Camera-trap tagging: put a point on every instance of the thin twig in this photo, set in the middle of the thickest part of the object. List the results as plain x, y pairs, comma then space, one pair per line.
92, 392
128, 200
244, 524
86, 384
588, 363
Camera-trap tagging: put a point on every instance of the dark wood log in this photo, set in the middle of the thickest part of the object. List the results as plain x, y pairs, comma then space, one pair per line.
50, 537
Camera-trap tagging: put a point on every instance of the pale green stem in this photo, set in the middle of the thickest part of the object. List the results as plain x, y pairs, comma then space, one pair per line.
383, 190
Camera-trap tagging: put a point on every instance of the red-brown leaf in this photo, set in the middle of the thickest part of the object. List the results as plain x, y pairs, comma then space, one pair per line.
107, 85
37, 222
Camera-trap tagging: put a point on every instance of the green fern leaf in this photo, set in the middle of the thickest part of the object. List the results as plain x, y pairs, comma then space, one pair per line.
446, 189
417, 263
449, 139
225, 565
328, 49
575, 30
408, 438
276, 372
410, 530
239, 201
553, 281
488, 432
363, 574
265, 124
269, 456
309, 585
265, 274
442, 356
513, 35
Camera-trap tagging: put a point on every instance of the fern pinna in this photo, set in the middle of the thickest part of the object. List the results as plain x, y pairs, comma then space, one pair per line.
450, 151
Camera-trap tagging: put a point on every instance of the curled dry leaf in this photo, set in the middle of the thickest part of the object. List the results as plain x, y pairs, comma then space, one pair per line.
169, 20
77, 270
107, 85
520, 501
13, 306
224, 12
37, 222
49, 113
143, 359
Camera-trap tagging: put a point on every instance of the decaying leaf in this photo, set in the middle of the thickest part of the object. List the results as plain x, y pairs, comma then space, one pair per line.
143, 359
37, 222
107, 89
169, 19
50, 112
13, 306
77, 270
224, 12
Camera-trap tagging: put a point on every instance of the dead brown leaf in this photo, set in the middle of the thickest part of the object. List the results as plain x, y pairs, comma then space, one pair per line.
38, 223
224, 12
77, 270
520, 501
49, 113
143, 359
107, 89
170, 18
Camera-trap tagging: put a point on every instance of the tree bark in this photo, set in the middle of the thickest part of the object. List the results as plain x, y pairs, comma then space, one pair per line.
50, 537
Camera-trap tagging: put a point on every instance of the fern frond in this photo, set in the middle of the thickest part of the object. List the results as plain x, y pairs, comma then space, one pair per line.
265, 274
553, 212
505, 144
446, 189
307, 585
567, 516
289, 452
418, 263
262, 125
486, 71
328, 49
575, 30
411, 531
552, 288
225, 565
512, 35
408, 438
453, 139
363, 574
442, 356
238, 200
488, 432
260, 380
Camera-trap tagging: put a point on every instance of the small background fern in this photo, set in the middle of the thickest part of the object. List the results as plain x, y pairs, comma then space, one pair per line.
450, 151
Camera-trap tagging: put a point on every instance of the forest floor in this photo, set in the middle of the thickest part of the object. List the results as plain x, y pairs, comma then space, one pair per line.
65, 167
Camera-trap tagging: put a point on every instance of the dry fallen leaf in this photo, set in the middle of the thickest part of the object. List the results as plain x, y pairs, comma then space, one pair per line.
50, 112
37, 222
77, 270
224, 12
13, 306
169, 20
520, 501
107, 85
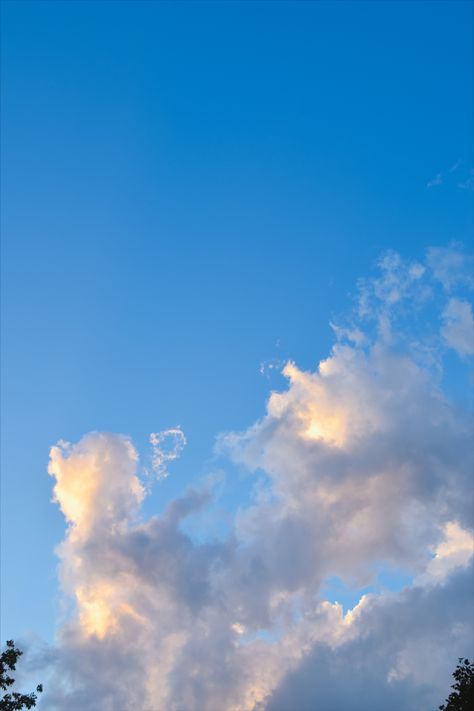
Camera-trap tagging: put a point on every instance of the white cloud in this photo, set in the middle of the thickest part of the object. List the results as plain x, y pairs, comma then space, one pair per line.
167, 446
458, 326
365, 463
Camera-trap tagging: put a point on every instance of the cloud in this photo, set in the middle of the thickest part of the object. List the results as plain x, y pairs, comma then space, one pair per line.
450, 266
458, 326
166, 447
359, 464
437, 180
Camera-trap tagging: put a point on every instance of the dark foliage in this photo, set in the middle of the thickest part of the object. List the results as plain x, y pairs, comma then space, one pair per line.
462, 698
13, 701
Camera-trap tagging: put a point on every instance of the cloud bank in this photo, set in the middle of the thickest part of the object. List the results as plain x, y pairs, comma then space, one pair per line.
360, 465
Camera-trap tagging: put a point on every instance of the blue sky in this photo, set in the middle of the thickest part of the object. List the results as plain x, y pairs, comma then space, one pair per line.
191, 190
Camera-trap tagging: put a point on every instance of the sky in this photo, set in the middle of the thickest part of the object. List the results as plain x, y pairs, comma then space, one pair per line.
237, 351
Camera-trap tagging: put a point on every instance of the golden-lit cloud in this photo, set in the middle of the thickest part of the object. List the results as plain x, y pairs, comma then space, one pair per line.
367, 466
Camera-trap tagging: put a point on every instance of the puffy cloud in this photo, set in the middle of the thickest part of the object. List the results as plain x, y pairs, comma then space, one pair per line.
360, 463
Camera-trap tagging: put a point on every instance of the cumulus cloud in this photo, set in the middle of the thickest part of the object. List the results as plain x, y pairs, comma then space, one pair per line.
167, 446
360, 463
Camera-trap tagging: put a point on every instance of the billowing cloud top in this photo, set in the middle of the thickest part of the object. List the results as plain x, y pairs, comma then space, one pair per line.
366, 466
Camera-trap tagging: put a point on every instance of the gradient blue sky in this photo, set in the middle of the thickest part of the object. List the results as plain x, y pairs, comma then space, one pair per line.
191, 189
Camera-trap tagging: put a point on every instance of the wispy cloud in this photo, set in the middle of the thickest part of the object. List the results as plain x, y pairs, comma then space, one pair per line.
443, 177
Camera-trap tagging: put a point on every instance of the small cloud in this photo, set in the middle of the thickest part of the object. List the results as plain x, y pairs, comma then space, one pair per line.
455, 166
167, 446
266, 367
437, 180
458, 328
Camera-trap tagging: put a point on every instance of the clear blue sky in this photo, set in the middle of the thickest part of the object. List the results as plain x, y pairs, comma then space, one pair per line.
190, 189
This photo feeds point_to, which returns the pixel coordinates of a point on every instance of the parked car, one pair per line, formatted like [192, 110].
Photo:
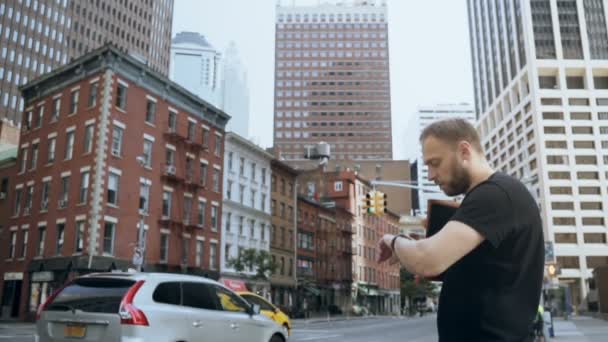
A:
[151, 307]
[268, 309]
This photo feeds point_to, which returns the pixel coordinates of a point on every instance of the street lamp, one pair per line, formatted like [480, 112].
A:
[140, 249]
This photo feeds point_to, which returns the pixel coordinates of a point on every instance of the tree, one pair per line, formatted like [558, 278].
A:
[254, 259]
[412, 288]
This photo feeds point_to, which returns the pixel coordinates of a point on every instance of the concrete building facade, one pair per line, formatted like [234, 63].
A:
[247, 210]
[332, 80]
[540, 71]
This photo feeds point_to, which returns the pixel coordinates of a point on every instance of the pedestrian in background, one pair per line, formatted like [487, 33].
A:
[490, 253]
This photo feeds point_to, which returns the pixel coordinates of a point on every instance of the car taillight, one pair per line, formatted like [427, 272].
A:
[129, 313]
[49, 300]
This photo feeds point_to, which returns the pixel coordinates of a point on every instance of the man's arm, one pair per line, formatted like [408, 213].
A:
[431, 257]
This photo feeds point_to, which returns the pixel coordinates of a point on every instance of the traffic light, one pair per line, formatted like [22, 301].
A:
[553, 270]
[381, 203]
[370, 203]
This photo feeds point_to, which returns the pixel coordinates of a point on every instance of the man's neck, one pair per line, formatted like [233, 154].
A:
============================================================
In your copy, repeat each record exactly and include no pictures.

**The answer**
Camera-trap tagging: put a point on every instance of the thin twig in this photo, set in the middle of the thickest part of the object. List the results as plain x, y pairs, comma then space, one pair per line.
92, 392
128, 200
244, 524
86, 384
588, 363
Camera-trap tagging: put a point on every instance of the dark wood log in this photo, set in the middle of the thickest part of the object. List the results as plain x, y pairs, comma then space, one pair per line.
50, 537
Camera-trap tagging: put a point on every instance of the pale green stem in this photo, set in the middle of the thickest part of the object. List the results as plain x, y pairs, comma then space, one pair per line.
383, 190
Camera-trap tagging: put a point on every instance of the red-brown leaf in this photo, set in the middle of the thickest part of the object. List the results as plain x, y pairs, comma then space, one pair per line.
107, 85
37, 222
Camera-trap tagging: put a point on every instance of the green fern leaf in this photo, set in the middle of the thickest part of the object. List the results as plain x, y pairs, comma then space, one pair per line.
446, 189
417, 263
449, 139
225, 565
328, 49
575, 30
408, 438
276, 372
410, 530
239, 201
553, 281
488, 432
363, 574
265, 124
269, 456
309, 585
265, 274
442, 356
513, 35
Camera-trap tagging: put a point on every instance of the fern pinna in this photo, set in the middle of the thickest part of the object. List the results as plain x, y pairs, comma then space, one pair per line.
450, 151
Camera-trap tagging: put a point on every instance of the curled dry leaf in this photo, set in the middle of the thickest part of the object. List the results as plain x, y pairs, comma then space, one pair per line.
169, 20
77, 270
107, 85
520, 501
13, 306
224, 12
37, 222
49, 113
143, 359
Camera-trap tagging: put a point on every instance of the decaying leaf in this photo, set in the middle of the thickest part of the object. List the results as plain x, y pairs, comma then space, one pair per line.
143, 359
37, 222
107, 89
169, 19
50, 112
13, 306
77, 270
224, 12
Camera-trap tagging: put a point on every instance of the dead brown leaf in this photo, set in the middle of the thickest part of the object. List the results as plain x, y pairs, comma then space, one pair per line.
38, 223
224, 12
77, 270
520, 501
49, 113
143, 359
107, 89
170, 18
Camera-trap tagging: put a point on every instance of the tree bark in this photo, set in the middle of the thickest part of the object. List the results as plain x, y pairs, comma then space, one pair per line.
50, 537
Camera-trap tagging: put a point on every instance of the fern frond in this photo, set in the middle of the thickest part of the object. List the results as plain x, y pairs, comma then space, one pair per line.
265, 274
553, 212
505, 144
446, 189
307, 585
567, 516
289, 452
418, 263
262, 125
486, 71
328, 49
575, 30
411, 531
552, 288
225, 565
512, 35
408, 438
453, 139
363, 574
442, 356
238, 200
488, 432
260, 380
Camera-trap tagging: put a point on every instance of the small background fern in this photo, set in the middle of the thickest part of the object. List the results as plain x, y pairs, comma then space, one pair per line.
450, 151
Camera-trap tagging: put a point on every instance of the forest floor in this photo, set in the middle of the thickest part of the object. List the results as plain x, y pairs, comma then space, one pair per line.
65, 167
Camera-trap tagging: put a point on every instance of the dry fallen leaf in this photo, set in the middle of the thickest part of the object. List the results as plain x, y pairs, comma then space, one pair per line.
50, 112
37, 222
77, 270
224, 12
13, 306
169, 20
520, 501
107, 85
Camera-trap tagging: put a point on every instance of the white cloud in this photo, set in the middle of the thickest part of the object. List the results as plain x, y pairs, comma then space, one pair per line.
167, 446
458, 326
365, 463
Camera-trap tagging: put a point on every instance of the cloud in this photo, set in the middle of the thickest part of the object. List the results as plain x, y pairs, comma then space, one pair per line.
450, 266
458, 326
166, 447
359, 464
437, 180
Camera-trap tagging: put a point on every instance of the dark foliage in this photo, set in the middle of the thickest part of the object. List the results as plain x, y pairs, comma then space, one pair per line.
462, 698
13, 701
Camera-trap tagging: put a point on every instance of the cloud bank in this photo, set in the middle of the thickest part of the object. List the results as plain x, y pairs, comma then space, one pair per line.
360, 465
Camera-trap tagging: put a point on every instance of the blue sky in this photo, set in the middle of the thickest part of the object. List the results as plain x, y pairs, comma then space, one pair per line.
191, 190
Camera-trap tagging: put a point on every instance of the sky in this photo, set in the middle of the thickest part of the object. List the results as plain x, y pairs, comma then space, one pair per line.
237, 351
Camera-trap tagging: put a point on every instance of the golden-lit cloud in this photo, set in the middle of the thickest part of the object. List the results as plain x, y pairs, comma then space, one pair per line.
367, 466
Camera-trap tagging: put a point on every instance of the puffy cloud in this photo, set in the middle of the thickest part of the object. List the results as plain x, y pairs, comma then space, one pair per line.
360, 463
Camera-trap tagging: put a point on every instance of the cumulus cloud in this photo, set in the middle of the thickest part of the object. List the results as plain x, y pairs, comma then space, one pair per line.
167, 446
360, 463
Camera-trap tagging: put a point on every instance of the billowing cloud top in this photo, set in the middle of the thickest part of the object. List the results as plain x, y pairs, comma then space, one pair per line.
366, 466
Camera-trap tagging: put a point on every instance of the gradient blue sky in this photo, set in the middle of the thickest part of the object. List the results as plain x, y pairs, comma then space, one pair per line.
191, 189
Camera-trap tagging: put a point on every instance of the wispy cloud in this photo, set in the middle of the thickest part of the object. List the results as plain x, y pairs, comma then space, one pair per line.
443, 177
Camera-trap tagging: put a point on every instance of the small cloud in this photo, set in the middle of the thickest part of the object. List the results as plain x, y pairs, comma then space, one pair per line.
455, 166
167, 446
266, 367
437, 180
458, 328
Camera-trap tagging: put a point on every instance of the clear blue sky in this photo, set in the middle of the thickest part of the object. List the results as plain x, y pairs, comma then space, one pair per line.
190, 189
This photo feeds point_to, which returns the pixel coordinates of a point on every instance of the parked car, one pair per line, formatted like [192, 110].
Photo:
A:
[151, 307]
[268, 309]
This photo feeds point_to, which returns the pixel coordinates of a point on every instance of the street lamp, one pair per line, formatted like [480, 112].
A:
[140, 249]
This photo feeds point_to, which returns the pixel coordinates of a point on every instance of the tree, one pair per line, formatted like [558, 278].
A:
[254, 259]
[412, 288]
This photo feeds point_to, which returns the pixel coordinates of a point on every instance of the concrete building facade, one pair per line, formatted like [234, 63].
A:
[247, 210]
[332, 80]
[540, 71]
This photo feeds point_to, which returns the pixel coordinates of a point on every instance of the pedestrian in background, one pair per line, formatted like [487, 33].
A:
[490, 253]
This photo feeds point_to, which returns the pixel coordinates of a point on every instance of the car taillight, one pair per line, formatted like [427, 272].
A:
[129, 313]
[49, 300]
This photo feeds point_to, which returns the pixel coordinates of a point on every instance of the man's arm, one pair per line, formatted like [408, 213].
A:
[431, 257]
This photo feeds point_to, which returns the pixel coordinates of a point on every instance of the traffic light, one pair per line, formatted like [22, 301].
A:
[553, 270]
[381, 203]
[370, 203]
This photo feeds point_to, which returns the pixel coordinates of a point on every instance of the man's neck, one pair per line, formatted like [233, 154].
A:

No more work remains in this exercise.